- _EXERCISE_:
From the line with "Find the plastic" to the last line of the data below, repeat every line exactly and add nothing.

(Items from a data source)
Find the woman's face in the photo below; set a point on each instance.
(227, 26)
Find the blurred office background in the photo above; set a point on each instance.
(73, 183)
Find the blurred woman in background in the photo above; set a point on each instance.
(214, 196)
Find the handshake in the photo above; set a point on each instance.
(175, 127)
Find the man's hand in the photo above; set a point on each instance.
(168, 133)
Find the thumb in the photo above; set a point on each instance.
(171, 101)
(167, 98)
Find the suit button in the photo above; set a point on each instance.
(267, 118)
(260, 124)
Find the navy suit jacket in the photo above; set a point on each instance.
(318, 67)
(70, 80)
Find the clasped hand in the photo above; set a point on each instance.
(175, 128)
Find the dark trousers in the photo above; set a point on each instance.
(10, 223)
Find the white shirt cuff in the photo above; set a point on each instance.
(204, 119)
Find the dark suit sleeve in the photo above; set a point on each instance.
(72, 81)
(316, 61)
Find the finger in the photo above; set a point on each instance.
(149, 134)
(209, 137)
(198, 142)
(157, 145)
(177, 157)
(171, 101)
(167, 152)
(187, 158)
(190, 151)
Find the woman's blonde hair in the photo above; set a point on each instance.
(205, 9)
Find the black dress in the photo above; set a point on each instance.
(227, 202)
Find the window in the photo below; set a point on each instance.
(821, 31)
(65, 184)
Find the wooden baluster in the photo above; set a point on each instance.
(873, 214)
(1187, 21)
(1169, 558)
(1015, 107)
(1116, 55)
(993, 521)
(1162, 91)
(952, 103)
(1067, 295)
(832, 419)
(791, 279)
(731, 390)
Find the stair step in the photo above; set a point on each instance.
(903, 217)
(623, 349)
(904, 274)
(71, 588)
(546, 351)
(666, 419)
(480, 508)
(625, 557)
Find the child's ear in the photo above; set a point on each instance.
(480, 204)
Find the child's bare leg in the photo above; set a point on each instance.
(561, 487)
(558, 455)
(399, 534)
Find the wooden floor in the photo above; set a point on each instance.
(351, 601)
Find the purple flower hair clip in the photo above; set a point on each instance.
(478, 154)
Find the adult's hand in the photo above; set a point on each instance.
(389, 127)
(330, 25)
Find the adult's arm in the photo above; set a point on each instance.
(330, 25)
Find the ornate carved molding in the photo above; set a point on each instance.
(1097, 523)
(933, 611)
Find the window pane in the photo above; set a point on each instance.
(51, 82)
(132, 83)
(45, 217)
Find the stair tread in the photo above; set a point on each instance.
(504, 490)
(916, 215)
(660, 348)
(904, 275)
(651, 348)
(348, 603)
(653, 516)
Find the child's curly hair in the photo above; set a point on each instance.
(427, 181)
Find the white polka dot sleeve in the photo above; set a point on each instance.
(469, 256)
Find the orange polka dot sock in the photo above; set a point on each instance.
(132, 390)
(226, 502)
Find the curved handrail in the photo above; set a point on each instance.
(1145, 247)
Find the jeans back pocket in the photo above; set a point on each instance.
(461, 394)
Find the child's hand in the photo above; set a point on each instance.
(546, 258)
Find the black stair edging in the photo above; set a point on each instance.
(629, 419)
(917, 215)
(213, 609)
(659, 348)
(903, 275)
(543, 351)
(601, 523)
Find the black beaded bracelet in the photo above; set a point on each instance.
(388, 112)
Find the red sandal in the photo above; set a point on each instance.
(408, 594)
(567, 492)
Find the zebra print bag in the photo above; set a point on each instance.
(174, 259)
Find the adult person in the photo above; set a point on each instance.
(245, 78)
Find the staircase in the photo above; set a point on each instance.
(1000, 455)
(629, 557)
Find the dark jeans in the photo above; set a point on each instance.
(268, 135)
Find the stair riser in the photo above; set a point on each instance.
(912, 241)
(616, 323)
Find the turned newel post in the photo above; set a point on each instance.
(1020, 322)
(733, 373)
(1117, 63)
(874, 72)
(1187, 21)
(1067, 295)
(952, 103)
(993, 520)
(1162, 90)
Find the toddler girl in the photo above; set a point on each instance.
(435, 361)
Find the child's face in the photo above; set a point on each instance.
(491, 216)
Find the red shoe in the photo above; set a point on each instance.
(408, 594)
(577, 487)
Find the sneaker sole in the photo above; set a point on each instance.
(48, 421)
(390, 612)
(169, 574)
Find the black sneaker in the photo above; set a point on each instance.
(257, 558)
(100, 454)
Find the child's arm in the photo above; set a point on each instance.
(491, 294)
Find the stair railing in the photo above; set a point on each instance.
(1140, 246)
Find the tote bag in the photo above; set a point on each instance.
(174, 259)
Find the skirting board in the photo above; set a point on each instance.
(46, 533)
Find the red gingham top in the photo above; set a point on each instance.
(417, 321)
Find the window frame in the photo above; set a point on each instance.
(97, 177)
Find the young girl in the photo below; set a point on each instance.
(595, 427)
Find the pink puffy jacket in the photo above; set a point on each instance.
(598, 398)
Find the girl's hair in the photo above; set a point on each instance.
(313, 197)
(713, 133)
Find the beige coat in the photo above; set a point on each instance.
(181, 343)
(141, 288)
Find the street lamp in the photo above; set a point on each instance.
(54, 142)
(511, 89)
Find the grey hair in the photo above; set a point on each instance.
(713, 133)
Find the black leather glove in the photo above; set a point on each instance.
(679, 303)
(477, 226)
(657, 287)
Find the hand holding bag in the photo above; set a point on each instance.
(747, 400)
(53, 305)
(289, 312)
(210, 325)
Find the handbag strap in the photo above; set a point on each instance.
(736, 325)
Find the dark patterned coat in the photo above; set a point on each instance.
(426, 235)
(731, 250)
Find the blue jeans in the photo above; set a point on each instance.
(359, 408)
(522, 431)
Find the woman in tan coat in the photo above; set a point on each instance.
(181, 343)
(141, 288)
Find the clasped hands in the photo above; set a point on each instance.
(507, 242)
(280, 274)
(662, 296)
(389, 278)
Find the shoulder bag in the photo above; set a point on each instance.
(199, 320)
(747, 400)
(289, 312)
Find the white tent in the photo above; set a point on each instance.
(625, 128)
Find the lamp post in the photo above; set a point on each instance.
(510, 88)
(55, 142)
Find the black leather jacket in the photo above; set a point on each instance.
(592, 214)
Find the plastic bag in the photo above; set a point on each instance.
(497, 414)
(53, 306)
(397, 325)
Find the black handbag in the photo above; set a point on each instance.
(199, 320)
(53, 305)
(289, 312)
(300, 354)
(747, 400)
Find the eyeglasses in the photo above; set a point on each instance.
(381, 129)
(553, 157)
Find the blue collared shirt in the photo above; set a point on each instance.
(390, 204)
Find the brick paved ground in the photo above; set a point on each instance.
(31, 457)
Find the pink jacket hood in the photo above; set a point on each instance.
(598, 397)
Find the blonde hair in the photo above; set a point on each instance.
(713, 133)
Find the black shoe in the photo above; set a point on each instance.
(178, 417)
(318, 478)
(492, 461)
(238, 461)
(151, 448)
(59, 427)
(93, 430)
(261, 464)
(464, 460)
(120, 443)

- _TASK RESPONSE_:
Find the plastic bag in the photo above; set a point on each instance.
(497, 414)
(53, 306)
(397, 325)
Find the black handbag in the photo above; set a point on each instance.
(199, 320)
(53, 305)
(289, 312)
(300, 354)
(747, 400)
Find the eyeglasses in the photo above; set a point on each instance.
(381, 129)
(553, 157)
Find the blue collared shirt in the photo above; set a point on each instance.
(390, 204)
Find the brick paved ground in the photo above; set a point on each instance.
(31, 457)
Find the pink jacket hood in the photo above; set a point on each instance.
(598, 397)
Find the blonde hair in the photo above; set a point on each instance.
(713, 133)
Find the black shoe in the photo above; set a point on each instance.
(178, 417)
(318, 478)
(492, 461)
(238, 461)
(151, 448)
(59, 427)
(93, 430)
(261, 464)
(464, 460)
(120, 443)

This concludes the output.